Return the lines below word for word, beginning at the line that contains "Annotation task — tag the man in black puffer" and stopping after the line that contains "294), (1144, 139)]".

☆ ☆ ☆

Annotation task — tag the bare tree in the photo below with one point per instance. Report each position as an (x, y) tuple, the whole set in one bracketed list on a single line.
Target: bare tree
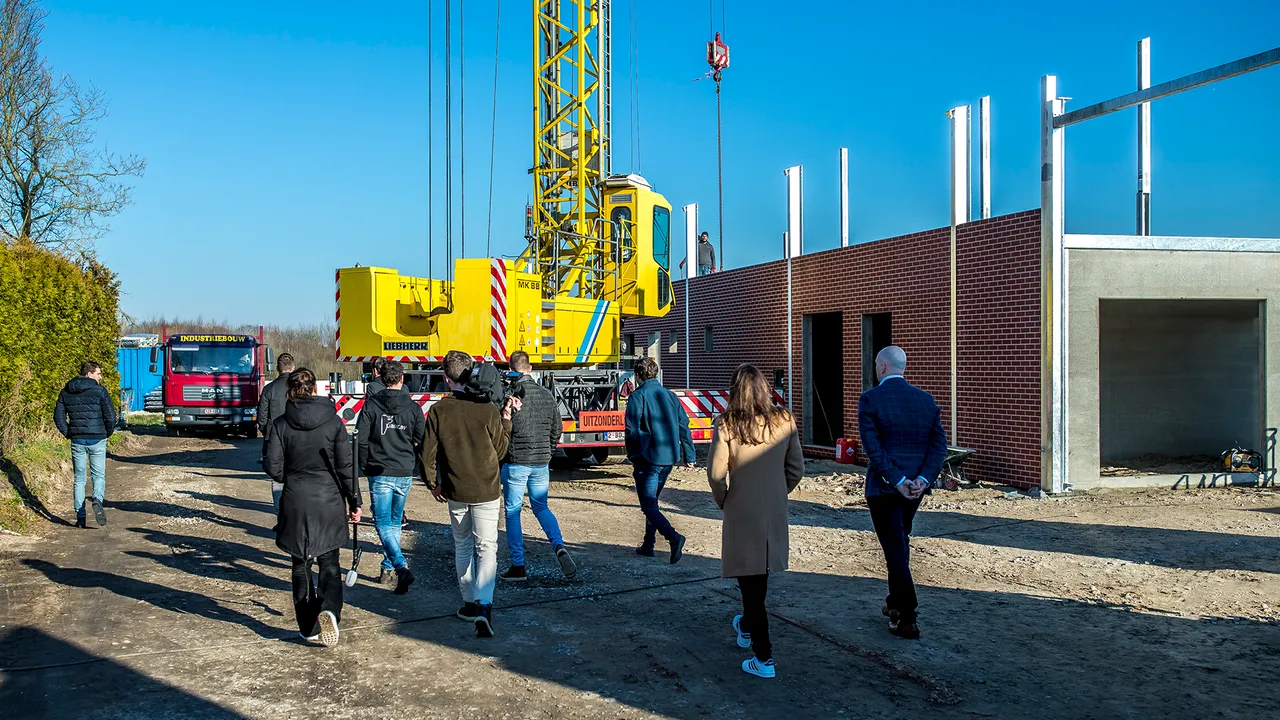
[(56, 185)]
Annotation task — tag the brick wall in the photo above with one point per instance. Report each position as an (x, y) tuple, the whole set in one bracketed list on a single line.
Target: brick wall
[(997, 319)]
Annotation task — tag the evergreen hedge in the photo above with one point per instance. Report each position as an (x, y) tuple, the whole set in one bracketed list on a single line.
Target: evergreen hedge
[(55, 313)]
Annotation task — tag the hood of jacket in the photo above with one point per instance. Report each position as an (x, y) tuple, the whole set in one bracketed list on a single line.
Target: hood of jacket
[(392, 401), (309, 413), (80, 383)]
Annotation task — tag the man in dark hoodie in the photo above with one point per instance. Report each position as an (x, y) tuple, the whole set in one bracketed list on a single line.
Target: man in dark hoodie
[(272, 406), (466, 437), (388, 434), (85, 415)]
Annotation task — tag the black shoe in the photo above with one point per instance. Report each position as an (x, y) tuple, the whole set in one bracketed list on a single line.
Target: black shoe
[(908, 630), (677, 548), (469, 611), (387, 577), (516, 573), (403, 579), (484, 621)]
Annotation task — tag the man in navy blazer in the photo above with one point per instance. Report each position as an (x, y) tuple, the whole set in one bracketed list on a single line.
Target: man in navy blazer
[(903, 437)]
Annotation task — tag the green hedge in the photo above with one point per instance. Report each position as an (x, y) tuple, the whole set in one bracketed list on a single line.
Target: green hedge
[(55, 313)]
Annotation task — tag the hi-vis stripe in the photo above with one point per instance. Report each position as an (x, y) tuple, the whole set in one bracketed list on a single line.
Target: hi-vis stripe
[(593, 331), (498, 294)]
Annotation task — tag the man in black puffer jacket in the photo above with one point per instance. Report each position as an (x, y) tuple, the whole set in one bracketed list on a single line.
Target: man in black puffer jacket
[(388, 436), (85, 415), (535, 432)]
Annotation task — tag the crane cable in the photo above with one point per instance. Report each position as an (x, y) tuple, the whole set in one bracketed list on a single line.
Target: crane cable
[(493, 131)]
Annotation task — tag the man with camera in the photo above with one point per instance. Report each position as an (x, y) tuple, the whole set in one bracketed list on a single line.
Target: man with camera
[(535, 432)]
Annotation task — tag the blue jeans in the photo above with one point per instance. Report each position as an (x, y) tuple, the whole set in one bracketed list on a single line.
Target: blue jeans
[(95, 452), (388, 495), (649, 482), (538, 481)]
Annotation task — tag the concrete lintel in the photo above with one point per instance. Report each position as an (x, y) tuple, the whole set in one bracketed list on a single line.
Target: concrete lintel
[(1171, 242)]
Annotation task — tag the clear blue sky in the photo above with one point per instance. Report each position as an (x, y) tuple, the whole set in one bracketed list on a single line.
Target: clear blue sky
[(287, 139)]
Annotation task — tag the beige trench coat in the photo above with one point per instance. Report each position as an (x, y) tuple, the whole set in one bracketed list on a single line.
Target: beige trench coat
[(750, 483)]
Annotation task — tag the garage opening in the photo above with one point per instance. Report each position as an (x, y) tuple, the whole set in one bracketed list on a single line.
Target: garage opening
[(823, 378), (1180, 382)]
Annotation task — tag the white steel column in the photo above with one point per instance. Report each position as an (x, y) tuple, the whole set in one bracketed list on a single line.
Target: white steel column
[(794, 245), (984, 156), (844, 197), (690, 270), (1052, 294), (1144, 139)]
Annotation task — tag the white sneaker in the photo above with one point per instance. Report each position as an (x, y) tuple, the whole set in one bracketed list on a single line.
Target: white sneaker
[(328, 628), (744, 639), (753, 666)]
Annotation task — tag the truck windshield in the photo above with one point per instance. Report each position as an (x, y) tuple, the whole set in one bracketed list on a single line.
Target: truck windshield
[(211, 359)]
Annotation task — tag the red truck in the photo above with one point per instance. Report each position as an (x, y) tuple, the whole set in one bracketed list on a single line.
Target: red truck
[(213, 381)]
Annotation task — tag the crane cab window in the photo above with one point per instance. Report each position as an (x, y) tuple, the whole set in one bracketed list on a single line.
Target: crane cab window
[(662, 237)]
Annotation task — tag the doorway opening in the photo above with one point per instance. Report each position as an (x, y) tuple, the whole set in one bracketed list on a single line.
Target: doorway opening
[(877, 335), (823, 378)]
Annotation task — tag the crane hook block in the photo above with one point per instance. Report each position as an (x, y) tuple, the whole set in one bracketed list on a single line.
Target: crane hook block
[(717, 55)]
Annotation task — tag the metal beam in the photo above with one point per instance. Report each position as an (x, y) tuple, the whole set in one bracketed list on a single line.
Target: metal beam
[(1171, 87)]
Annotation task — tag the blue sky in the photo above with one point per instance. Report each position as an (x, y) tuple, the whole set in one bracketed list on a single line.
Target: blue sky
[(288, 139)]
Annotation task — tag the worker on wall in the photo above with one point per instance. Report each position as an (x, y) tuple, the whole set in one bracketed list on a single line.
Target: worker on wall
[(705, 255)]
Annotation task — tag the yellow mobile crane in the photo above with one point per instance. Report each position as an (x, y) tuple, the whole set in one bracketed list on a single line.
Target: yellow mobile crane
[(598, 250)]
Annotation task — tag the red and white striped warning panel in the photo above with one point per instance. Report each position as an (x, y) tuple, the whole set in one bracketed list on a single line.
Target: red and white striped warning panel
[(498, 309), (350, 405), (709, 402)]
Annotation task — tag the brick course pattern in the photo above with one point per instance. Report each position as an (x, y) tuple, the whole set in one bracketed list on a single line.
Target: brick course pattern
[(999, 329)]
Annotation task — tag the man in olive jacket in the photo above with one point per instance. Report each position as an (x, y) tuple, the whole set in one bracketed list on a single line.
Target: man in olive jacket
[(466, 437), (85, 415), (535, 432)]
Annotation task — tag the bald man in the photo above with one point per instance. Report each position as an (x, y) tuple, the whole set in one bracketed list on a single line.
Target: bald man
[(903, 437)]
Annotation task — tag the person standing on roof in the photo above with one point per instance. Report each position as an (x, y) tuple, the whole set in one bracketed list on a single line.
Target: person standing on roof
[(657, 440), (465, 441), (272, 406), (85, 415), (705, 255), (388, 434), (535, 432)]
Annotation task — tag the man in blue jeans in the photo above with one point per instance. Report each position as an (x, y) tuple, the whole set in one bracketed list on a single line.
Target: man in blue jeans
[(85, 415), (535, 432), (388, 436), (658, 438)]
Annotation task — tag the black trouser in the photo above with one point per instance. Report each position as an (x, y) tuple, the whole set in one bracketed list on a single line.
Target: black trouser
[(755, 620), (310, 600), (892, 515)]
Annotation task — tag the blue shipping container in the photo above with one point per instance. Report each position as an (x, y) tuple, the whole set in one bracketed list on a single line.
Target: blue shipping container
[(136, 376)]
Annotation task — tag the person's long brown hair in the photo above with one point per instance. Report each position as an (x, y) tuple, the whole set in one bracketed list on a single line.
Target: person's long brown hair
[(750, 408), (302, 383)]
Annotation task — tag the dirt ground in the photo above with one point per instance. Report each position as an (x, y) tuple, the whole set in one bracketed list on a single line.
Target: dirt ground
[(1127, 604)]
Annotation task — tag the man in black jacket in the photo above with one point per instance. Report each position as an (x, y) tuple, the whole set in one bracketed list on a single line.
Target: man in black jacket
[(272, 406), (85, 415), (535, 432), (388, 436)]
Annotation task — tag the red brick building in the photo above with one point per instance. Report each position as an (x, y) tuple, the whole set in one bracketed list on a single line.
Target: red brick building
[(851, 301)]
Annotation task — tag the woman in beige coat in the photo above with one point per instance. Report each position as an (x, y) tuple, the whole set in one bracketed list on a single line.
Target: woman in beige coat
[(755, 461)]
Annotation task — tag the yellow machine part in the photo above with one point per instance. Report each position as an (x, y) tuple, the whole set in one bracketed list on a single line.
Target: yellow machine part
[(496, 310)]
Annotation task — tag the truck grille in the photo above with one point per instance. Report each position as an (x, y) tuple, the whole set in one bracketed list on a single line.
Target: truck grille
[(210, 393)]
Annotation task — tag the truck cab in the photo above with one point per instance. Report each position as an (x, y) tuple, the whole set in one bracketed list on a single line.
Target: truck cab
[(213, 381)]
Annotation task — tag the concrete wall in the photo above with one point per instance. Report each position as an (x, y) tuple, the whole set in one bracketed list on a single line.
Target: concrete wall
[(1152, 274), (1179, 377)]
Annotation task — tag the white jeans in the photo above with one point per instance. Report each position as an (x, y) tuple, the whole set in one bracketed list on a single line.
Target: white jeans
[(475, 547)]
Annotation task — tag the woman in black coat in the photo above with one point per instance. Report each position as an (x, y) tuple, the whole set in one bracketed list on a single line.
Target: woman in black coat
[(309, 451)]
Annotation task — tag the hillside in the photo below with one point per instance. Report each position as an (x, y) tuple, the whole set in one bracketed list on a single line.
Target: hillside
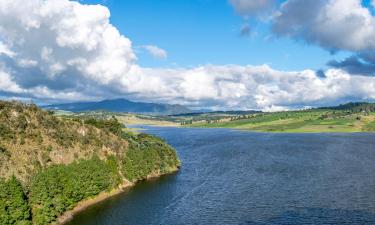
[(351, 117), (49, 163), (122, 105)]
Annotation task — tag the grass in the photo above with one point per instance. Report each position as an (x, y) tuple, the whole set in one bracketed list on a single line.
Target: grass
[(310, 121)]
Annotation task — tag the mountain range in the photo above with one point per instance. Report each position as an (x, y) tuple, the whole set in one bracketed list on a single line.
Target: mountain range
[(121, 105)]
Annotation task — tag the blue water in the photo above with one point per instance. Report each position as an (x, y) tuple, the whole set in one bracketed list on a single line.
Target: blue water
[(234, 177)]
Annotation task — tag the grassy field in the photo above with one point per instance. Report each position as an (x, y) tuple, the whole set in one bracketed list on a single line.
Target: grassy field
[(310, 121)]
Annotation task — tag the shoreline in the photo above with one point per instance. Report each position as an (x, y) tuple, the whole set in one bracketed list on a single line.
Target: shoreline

☆ ☆ ☆

Output of the task:
Annotation task — tag the man in black puffer jacket in the photo above with one point per instance. Report each position as an (x, y) tuple, the whole set in one bracketed list on a single line.
Target: man in black puffer jacket
[(388, 436), (85, 415), (535, 432)]
Annotation task — tag the crane cable in the photo above with one point per instance. Report each position as an (x, y) tuple, the whole set in one bracketed list on a single line.
Target: crane cable
[(493, 131)]
Annotation task — tag the man with camera in the photo above with one point per instance. Report each position as an (x, y) tuple, the whole set in one bracketed list on a single line.
Target: man with camera
[(535, 432)]
Annotation task — tag the blue jeans in the photo above with one point per instance. Report each position as an (x, y) tuple, the whole set in one bracketed list on a single line.
Target: blue jeans
[(95, 452), (388, 495), (649, 482), (538, 481)]
Annotation task — tag the concrete lintel in the photo above with one point per instance. Report each position as an (x, y) tuple, the whole set in one bracketed list on a single line.
Target: concrete lintel
[(1171, 242)]
Annotation task — tag the clear blue sky in the photo above with one point per instance. Report each position as an (x, y) tuple, the whole set in one bracketed list on a single line.
Target: clear blue sky
[(287, 139)]
Annotation task — tag the beige trench coat in the photo above with one point per instance. Report each position as an (x, y) tuple, the whole set in one bracketed list on a single line.
Target: beige trench coat
[(750, 483)]
Annotation task — tag the garage opening in the photo above with one point per instance. Report each position as an (x, y) tuple, the whole set in one bracketed list on a single line.
Target: garage opening
[(823, 378), (1180, 382)]
Annotation task — tag the white steel column in the photo above with one point per instance. Report each position as an (x, y) tuple, the whole set in one bracketed list on a single line.
Target: white steel column
[(794, 245), (984, 156), (844, 197), (690, 270), (1052, 294), (1144, 139)]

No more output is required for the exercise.